(Stored entries)
++++++++++

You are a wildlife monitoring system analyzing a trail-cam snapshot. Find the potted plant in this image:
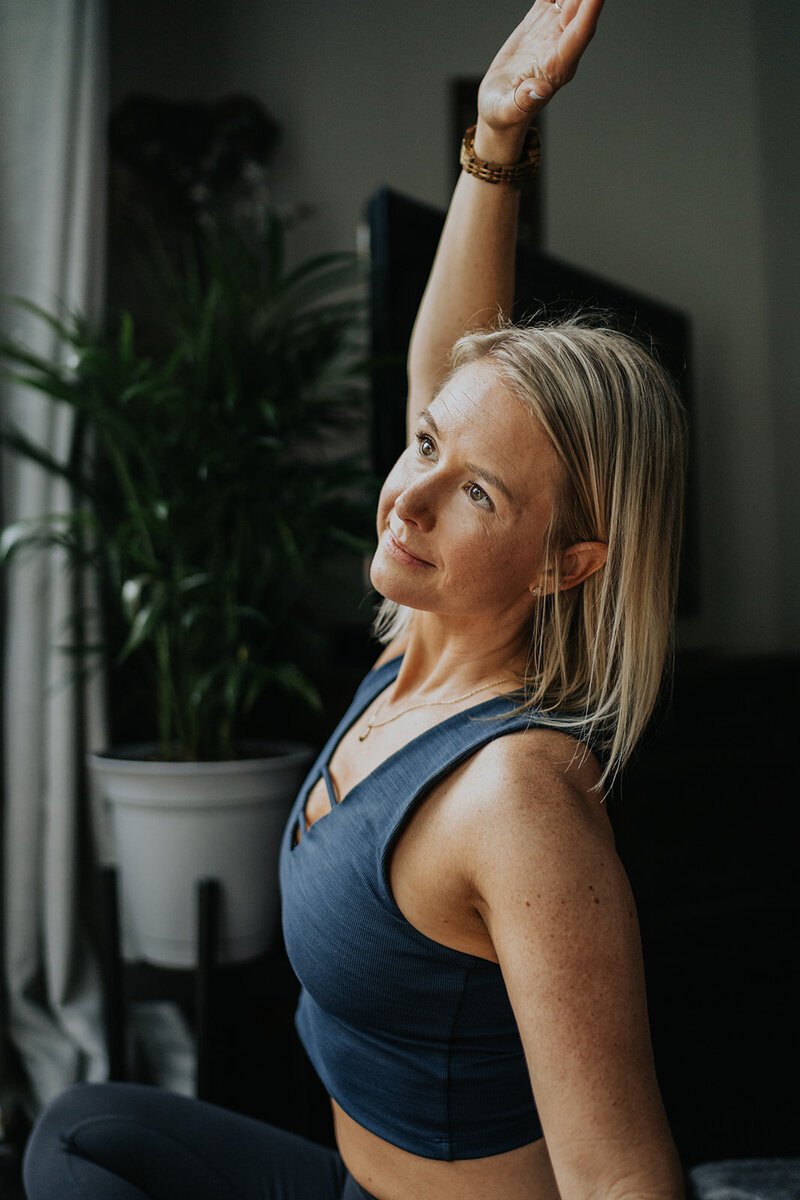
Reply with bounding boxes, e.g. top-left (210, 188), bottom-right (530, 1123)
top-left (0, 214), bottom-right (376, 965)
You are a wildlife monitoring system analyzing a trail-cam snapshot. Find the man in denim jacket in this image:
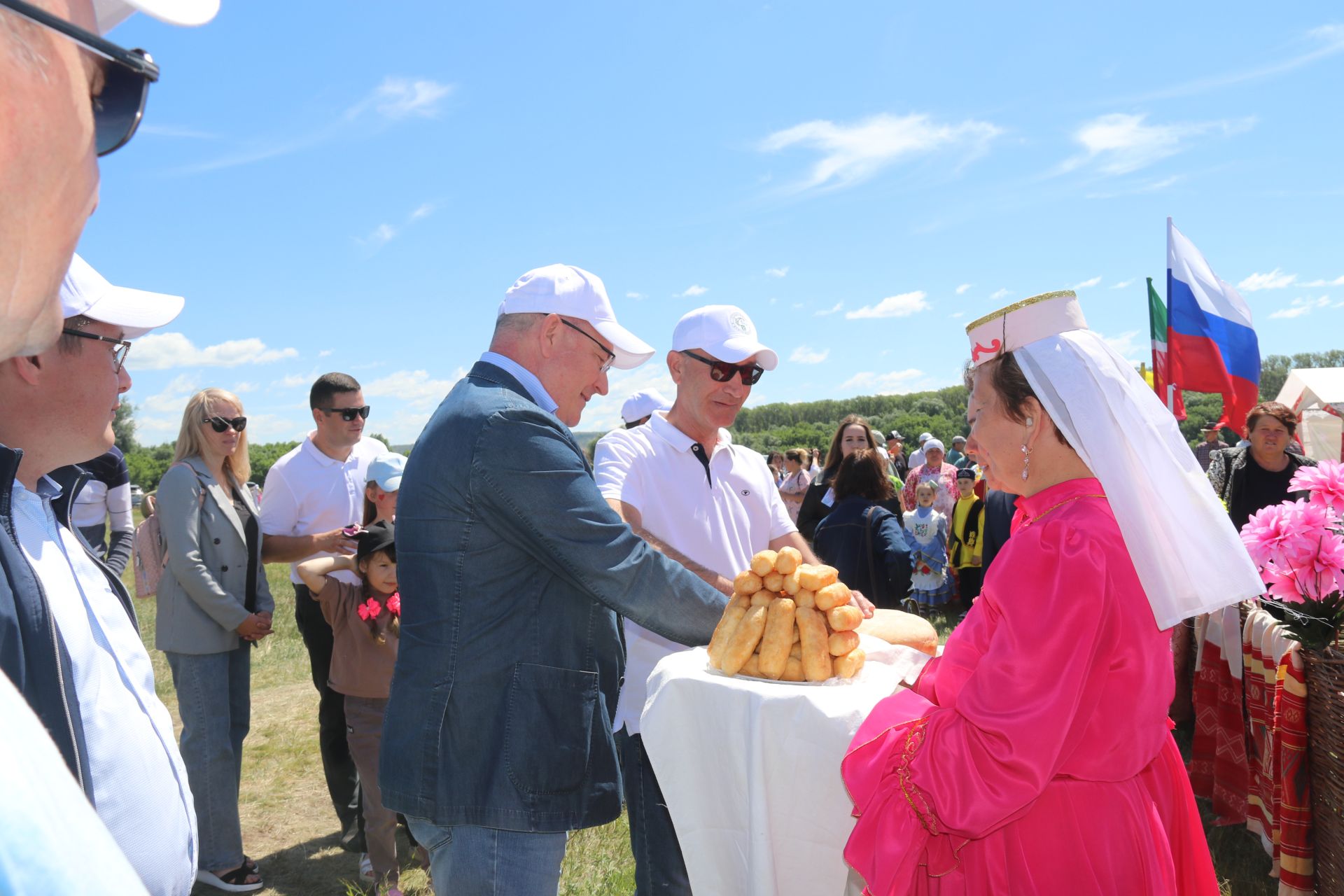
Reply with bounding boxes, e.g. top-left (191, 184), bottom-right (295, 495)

++++++++++

● What you have to do: Update all of the entries by replacing "trail-cam snapshot" with "security camera still" and changing nothing else. Leave the pictures out of your answer.

● Written response:
You are a wildlife monitoring system analyzing a security camera still. Find the potted plant in this image:
Reply with bounding boxes, e.g. top-left (210, 188), bottom-right (530, 1123)
top-left (0, 214), bottom-right (376, 965)
You are a wildlife monitoring system analyzing a security camera still. Find the man in denim jacket in this image:
Reply with bounding boxes, e.g. top-left (191, 184), bottom-right (295, 495)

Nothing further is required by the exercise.